(Beginning of Text under study)

With just a few keystrokes, anyone can generate videos of events that never happened or images of people who never existed. With a small description of a person, AI can create exactly what you asked for. It shows a picture of a person who doesn’t exist. These creations can look real enough to fool almost anyone. In schools, students are using AI tools to help write essays, summarize readings, or generate ideas, raising many questions about honesty and whether their work is really authentic. At the same time, AI-edited pictures and clips spread quickly across social media. As this technology grows, it becomes harder to know what is real and what has been digitally invented.
One of the biggest concerns is how quickly AI can blur reality without people noticing. A video that appears to show a celebrity saying something controversial, or a photo that seems to capture a major event, can spread online before anyone checks whether it’s real. This can influence opinions, create arguments, and even shape public beliefs based on something that never actually occurred. Students, when given an assignment on technology, are most likely to open up ChatGPT or other AI sources as well to write it for them or get help. Parker Driscoll, a junior at Masuk High School, said, “I think AI helps and hurts at the same time. AI shouldn’t be writing people’s essays, but you could use it to get ideas.” It’s great for getting ideas, understanding something better, or getting unstuck when you don’t know where to start. But when people let AI write their whole essay, it kind of defeats the purpose of learning. So, the point isn’t that AI is bad, but that it should be used as a tool to help you think, not to replace your thinking completely. Amanda Gallagher, an English teacher at Masuk High School, said, “I think AI is very useful, but we need to focus on teaching students how to use it for good. It’s easy to have AI write a whole essay, but what is that really teaching you, and at what cost?”

It’s tempting to just let AI do the writing for us, but then we’re not practicing our own thinking or creativity. Masuk freshman Adriana Korczeniewski said “AI really helps me think more creatively, it gives me new ideas I wouldn’t have thought of on my own.” If we learn to use it the right way, AI can actually help us become better learners instead of replacing the work we should be doing ourselves. As a Masuk sophomore, Cole Henderson said, “AI helps me study and understand things in clearer, simpler terms. I don’t use it just to get the answer, I use it to actually learn and make sense of what I’m studying.” This perspective reflects how many students are beginning to use AI more positively and educationally. Instead of relying on it to do the work for them, students use AI to break down confusing topics, check their understanding, and get explanations in plain language. It’s not about avoiding effort, it’s about using technology to help learning and build confidence in subjects that might feel overwhelming. Masuk Senior Lorenzo Matthews-Dixon says, “AI always helps me brainstorm ideas, reword a statement, and just get to an idea.” The majority of students use AI to brainstorm new ideas. Students know to use AI for good and not to use it for bad; it only hurts themselves and nobody else.

(End of Text under study)
(Beginning of Information provided)

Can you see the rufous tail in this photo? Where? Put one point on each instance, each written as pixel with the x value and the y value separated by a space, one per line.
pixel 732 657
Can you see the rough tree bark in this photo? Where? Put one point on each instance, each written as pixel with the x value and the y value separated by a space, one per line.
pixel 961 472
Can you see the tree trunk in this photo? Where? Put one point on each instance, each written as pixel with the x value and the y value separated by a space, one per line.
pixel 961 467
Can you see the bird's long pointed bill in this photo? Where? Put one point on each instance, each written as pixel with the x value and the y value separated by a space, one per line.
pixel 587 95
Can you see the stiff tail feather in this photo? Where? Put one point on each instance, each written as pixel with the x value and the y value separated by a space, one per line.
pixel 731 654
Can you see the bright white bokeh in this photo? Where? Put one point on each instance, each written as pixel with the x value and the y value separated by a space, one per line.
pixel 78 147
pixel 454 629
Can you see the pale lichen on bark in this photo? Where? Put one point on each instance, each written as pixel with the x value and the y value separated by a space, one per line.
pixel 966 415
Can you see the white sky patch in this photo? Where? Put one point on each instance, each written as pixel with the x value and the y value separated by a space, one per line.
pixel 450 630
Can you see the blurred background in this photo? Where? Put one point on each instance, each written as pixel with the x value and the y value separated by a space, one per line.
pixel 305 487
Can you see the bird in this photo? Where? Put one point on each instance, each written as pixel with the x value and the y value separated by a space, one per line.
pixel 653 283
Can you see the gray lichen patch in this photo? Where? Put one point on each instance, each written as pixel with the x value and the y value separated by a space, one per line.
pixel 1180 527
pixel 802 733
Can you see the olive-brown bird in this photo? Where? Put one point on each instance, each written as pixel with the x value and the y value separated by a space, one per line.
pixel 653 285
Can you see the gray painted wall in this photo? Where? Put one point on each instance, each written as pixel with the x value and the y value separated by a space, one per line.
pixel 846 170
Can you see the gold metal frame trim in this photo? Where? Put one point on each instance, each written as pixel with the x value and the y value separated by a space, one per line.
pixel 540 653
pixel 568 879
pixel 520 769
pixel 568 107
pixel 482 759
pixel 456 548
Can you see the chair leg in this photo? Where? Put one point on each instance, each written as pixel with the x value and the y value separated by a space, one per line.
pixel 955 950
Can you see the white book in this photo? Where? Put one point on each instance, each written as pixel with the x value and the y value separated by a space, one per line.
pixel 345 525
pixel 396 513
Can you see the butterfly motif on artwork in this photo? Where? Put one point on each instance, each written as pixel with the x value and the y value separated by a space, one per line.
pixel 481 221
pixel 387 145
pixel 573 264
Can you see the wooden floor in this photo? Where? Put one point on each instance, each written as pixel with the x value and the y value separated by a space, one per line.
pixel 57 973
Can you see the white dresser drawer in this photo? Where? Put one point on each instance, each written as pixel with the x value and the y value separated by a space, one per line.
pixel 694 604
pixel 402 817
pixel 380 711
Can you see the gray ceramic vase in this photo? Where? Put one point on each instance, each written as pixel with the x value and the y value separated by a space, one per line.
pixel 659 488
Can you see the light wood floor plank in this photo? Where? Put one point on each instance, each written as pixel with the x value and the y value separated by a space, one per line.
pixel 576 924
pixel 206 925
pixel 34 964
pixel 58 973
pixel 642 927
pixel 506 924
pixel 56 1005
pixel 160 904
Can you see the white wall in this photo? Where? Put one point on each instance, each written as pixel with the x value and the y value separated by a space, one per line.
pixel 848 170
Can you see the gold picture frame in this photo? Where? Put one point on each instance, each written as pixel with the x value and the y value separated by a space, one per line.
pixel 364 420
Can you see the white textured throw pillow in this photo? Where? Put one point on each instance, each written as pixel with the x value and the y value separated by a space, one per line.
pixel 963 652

(End of Information provided)

Set of tasks
(A) Decide whether each statement agrees with the article on AI in schools. Answer yes or no for each, and quote the words from the article that settle it.
(i) Parker Driscoll is a junior at Masuk High School.
(ii) Amanda Gallagher teaches math at Masuk High School.
(iii) The article says most students use AI to brainstorm new ideas.
(B) List every person named in the article on AI in schools, each with the role the article gives them at Masuk High School.

Answers to the exercise
(A)
(i) Yes: "Parker Driscoll, a junior at Masuk High School"
(ii) No: "Amanda Gallagher, an English teacher at Masuk High School"
(iii) Yes: "The majority of students use AI to brainstorm new ideas."

(B)
- Parker Driscoll: junior
- Amanda Gallagher: English teacher
- Adriana Korczeniewski: freshman
- Cole Henderson: sophomore
- Lorenzo Matthews-Dixon: senior